_PAGE EXTRACT_:
___
Lifelong Learners:
THROUGH ST. KATE'S ASSISTANTSHIP MENTORING PROGRAM, STUDENTS REAP THE BENEFITS OF HARD WORK, INNOVATION
AND COLLABORATION.

Sharon Doherty, Lorissa Gottschalk and Debra Miner: The team behind St. Catherine's Assistant Mentorship Program.
ollaboration. Teamwork. Partnership. Simple words for complex concepts. To collaborate
on a project is to share ideas, and then to share the
work while also sharing the responsibility for the
project's outcome. This delicate dance of give and take is difficult
enough among friends or co-workers; how is it accomplished when the
partners have just met, or are decades apart in age and experience?
Two women at St. Catherine University found out when they created the Assistantship Mentoring Program, or AMP, an innovative
work-and-learning experience that elevates the concept of
student work to an experience that is academically rigorous,
collaborative and relatively well-paid.
___
_PROBLEM DETAILS_:
Please copy the text on the mentoring program, beginning at the words "Sharon Doherty, Lorissa" and stopping after "age and experience?", and substitute "neighbors" for "friends". The records are separate material and have no connection to the text on the mentoring program.
___
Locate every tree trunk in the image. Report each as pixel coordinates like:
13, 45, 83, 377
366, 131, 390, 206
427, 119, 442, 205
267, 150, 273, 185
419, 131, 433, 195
___
_WRITTEN SOLUTION_:
Sharon Doherty, Lorissa Gottschalk and Debra Miner: The team behind St. Catherine's Assistant Mentorship Program.
ollaboration. Teamwork. Partnership. Simple words for complex concepts. To collaborate
on a project is to share ideas, and then to share the
work while also sharing the responsibility for the
project's outcome. This delicate dance of give and take is difficult
enough among neighbors or co-workers; how is it accomplished when the
partners have just met, or are decades apart in age and experience?